**EXCERTO FORNECIDO**.
+--
As experiências, à beira de se converterem em conceitos, têm assim que guardar – para não se petrificarem em abstractos – os vestígios da visão (sob a forma de halo) que a engendrou e acompanha; e que transparece no nome benjaminiano. Recorremos, neste momento, a um outro conceito benjaminiano, o conceito de aura tal é apresentado no texto sobre a obra de arte: a aura transparece em todas as coisas, quando nelas reconhecemos uma estranheza imediata pela qual somos tocados, e que alimenta e sedimenta a nossa experiência, recuperando para ela a beleza de cada coisa. Também a experiência da aura pressupõe uma anterior experiência, que a chama, porque a traz consigo; chama-a, pois, pelos vestígios. E assim, se estes são, nas palavras de Benjamin, a manifestação de uma proximidade por mais longe que possa estar o ser que a deixou, já a aura é a manifestação de uma lonjura, por mais próxima que possa estar daquilo que evoca.

Só pela voz que o vestígio emite podemos seguir algum caminho, prestando atenção. Mas é-se obrigado, ainda, a ter já prestado atenção: é por resistir guardada na recordação (de forma semelhante à madalena de Proust), que se pode ainda recuperar tal visão, depois esvanecida pelo recurso conceptual. Podemos também, neste sentido, defender que o Angelus Novus de Paul Klee, que fixou os traços do anjo da história, constitui um paciente e demorado regresso da voz surda a que aludimos antes, da voz das coisas – um anjo cuja demora é tão misericordiosa como impotente.

É pois para uma experiência profundamente histórica que nos dirigimos aqui, cuja interpretação é também ela histórica e considerada do ponto de vista da tradição. O presente é definido pela negação que faz do passado, mas também pela negação que faz da forma passada de temporização histórica (tradição). Noutros contextos Gadamer deixará explícito, de modo bem claro, como a verdadeira experiência é a experiência da historicidade de cada um, num processo que continuamente demonstrará a falsidade de todas as generalizações.148 Na limitação do indivíduo, não é um “objecto verdadeiro” que podemos conhecer, situado para lá das ilusões. É antes (e sempre) uma unidade do Eu e do Outro que me permite conhecer o «verdadeiramente outro face às convicções e opiniões que são minhas».149 Isto é, não conhecemos um “objecto”, mas antes a unidade de Um e de Outro, numa relação de pertença em que Dois se manifestam: realidade histórica por um lado, realidade da compreensão histórica pelo outro.
+--
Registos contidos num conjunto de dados

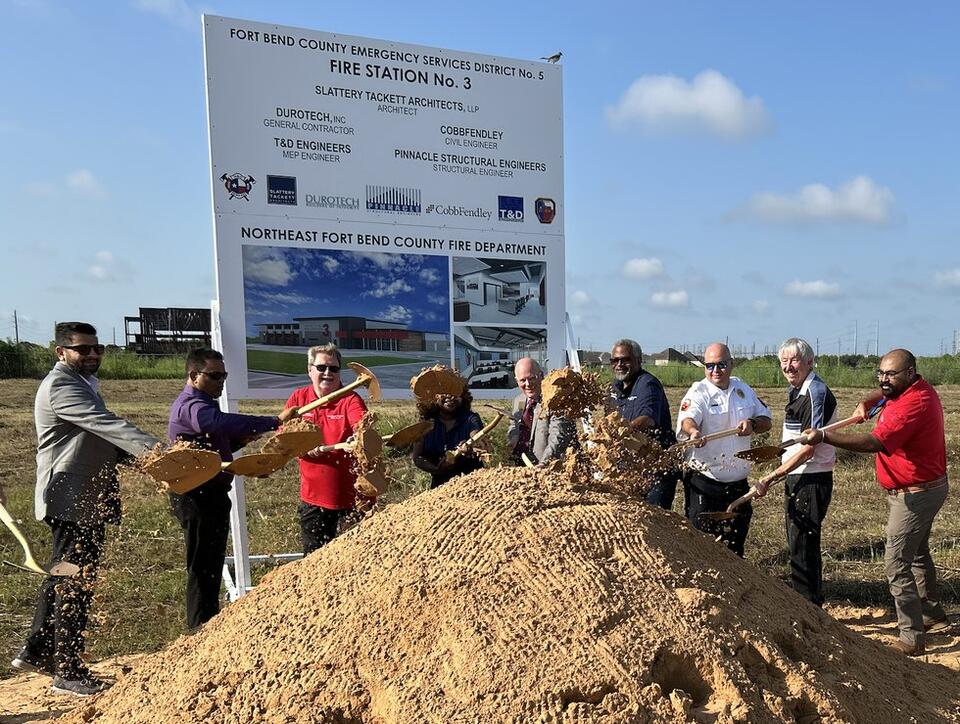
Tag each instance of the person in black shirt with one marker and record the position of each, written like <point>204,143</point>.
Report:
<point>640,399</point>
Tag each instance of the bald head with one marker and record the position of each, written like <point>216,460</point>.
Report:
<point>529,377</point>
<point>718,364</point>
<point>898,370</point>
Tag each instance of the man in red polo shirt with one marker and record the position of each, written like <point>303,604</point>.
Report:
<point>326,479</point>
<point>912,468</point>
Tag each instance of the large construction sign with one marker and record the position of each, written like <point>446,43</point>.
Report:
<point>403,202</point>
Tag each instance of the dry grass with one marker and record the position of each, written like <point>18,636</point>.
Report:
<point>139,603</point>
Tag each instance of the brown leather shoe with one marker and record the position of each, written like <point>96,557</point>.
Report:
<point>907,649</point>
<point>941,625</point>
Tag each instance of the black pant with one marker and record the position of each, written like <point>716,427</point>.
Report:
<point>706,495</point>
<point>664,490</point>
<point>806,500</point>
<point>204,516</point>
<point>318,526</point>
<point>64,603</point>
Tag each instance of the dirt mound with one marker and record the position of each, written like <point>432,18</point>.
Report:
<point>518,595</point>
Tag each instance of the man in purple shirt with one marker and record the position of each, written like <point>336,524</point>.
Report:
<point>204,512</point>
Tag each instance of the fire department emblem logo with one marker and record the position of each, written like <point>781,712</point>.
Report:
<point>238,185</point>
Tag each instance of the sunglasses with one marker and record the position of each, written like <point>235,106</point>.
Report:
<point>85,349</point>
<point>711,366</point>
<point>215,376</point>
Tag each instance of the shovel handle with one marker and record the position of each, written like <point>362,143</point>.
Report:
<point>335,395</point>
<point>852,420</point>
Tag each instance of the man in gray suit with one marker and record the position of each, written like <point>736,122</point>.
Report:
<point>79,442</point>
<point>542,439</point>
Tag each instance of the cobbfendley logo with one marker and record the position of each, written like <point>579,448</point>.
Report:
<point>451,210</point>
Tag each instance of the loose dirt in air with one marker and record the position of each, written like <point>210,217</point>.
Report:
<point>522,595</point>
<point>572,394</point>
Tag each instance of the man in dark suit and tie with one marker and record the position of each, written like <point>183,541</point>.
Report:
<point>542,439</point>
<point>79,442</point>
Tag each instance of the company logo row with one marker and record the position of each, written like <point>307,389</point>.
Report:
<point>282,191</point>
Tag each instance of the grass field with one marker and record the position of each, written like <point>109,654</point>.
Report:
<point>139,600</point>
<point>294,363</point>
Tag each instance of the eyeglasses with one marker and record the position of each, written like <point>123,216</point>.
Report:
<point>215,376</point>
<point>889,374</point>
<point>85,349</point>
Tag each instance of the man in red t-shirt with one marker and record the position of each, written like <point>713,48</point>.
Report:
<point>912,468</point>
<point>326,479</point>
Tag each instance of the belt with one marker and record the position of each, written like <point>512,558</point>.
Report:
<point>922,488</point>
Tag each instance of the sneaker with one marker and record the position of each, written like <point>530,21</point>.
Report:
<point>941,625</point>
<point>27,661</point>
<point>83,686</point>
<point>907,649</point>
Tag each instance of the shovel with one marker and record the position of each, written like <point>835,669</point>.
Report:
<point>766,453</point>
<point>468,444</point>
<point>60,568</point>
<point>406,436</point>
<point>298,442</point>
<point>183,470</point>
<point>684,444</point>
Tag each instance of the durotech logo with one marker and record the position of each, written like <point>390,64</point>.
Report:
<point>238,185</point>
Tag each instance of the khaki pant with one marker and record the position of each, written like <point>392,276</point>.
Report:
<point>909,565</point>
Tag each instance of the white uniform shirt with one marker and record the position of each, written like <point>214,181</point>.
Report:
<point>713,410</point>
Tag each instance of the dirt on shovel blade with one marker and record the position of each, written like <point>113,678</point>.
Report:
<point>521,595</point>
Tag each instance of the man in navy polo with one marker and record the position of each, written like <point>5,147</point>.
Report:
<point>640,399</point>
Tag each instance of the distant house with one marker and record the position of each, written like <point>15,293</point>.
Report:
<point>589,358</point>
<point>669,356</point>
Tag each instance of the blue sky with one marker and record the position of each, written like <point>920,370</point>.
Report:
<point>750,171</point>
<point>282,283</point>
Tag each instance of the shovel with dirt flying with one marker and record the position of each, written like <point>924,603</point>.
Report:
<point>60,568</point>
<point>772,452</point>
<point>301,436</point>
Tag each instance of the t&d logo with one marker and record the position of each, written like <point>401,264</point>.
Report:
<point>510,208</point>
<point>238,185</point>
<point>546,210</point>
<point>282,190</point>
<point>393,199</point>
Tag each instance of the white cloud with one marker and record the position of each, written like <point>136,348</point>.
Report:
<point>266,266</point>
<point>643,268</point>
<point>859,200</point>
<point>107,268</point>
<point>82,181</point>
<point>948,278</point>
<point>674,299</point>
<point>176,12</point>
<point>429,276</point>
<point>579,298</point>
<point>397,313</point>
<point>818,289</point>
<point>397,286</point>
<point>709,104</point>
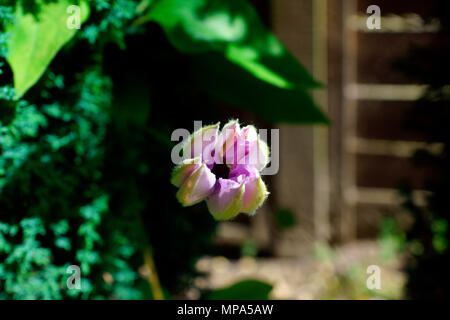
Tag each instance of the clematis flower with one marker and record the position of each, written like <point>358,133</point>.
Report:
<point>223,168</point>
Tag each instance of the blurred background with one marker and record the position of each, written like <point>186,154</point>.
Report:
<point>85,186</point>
+--
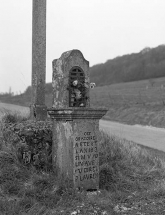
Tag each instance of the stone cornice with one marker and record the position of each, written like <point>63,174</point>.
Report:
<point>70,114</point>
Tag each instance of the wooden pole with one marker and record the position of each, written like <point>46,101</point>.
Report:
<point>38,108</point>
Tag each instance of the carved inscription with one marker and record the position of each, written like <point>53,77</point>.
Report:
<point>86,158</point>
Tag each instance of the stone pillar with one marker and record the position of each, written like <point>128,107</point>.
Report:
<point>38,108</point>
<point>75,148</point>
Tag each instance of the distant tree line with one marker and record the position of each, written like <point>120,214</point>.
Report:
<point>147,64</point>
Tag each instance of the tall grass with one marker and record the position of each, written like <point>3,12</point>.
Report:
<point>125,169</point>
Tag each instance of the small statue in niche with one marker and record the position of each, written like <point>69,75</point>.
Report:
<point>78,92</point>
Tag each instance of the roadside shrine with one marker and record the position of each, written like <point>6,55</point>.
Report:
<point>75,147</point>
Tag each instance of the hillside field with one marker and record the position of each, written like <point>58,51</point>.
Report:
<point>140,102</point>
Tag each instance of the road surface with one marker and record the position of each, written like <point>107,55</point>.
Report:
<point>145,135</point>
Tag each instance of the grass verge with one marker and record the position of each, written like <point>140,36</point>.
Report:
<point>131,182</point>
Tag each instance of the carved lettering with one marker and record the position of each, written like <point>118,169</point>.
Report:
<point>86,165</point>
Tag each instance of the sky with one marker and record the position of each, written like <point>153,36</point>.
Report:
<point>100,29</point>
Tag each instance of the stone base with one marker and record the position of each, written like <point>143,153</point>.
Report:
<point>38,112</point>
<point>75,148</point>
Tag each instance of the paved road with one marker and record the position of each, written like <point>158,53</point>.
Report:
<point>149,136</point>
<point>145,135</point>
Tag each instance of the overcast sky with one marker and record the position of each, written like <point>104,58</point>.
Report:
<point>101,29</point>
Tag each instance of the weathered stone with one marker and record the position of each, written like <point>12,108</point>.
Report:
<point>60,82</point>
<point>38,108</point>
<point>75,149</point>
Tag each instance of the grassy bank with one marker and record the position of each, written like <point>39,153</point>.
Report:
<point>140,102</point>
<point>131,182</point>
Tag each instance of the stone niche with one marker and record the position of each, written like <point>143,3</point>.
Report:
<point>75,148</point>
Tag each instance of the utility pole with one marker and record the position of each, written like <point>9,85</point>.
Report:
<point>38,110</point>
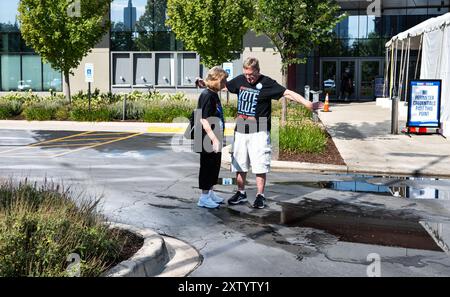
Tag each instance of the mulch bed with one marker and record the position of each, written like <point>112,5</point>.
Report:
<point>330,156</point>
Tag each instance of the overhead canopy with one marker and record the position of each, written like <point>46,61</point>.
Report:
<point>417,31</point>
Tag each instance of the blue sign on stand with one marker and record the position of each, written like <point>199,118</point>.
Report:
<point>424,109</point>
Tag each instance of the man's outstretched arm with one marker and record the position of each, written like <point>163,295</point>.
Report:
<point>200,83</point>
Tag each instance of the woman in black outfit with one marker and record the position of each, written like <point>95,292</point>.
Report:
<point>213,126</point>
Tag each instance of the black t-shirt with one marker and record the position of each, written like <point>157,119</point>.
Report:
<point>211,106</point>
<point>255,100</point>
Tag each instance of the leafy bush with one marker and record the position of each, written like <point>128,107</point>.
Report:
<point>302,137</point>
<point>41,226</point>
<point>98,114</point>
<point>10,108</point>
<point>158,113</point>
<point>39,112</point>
+--
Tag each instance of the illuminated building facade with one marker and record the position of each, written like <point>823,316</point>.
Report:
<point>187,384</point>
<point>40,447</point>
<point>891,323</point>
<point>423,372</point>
+--
**PROBLEMA PROPOSTO 1**.
Copie do excerto o trecho que vai de "Só pela voz" até "misericordiosa como impotente.".
**PROBLEMA PROPOSTO 2**.
Segundo o excerto, a aura é a manifestação de quê?

**RESULTADO DO EXERCÍCIO 1**.
Só pela voz que o vestígio emite podemos seguir algum caminho, prestando atenção. Mas é-se obrigado, ainda, a ter já prestado atenção: é por resistir guardada na recordação (de forma semelhante à madalena de Proust), que se pode ainda recuperar tal visão, depois esvanecida pelo recurso conceptual. Podemos também, neste sentido, defender que o Angelus Novus de Paul Klee, que fixou os traços do anjo da história, constitui um paciente e demorado regresso da voz surda a que aludimos antes, da voz das coisas – um anjo cuja demora é tão misericordiosa como impotente.

**RESULTADO DO EXERCÍCIO 2**.
De uma lonjura, por mais próxima que possa estar daquilo que evoca.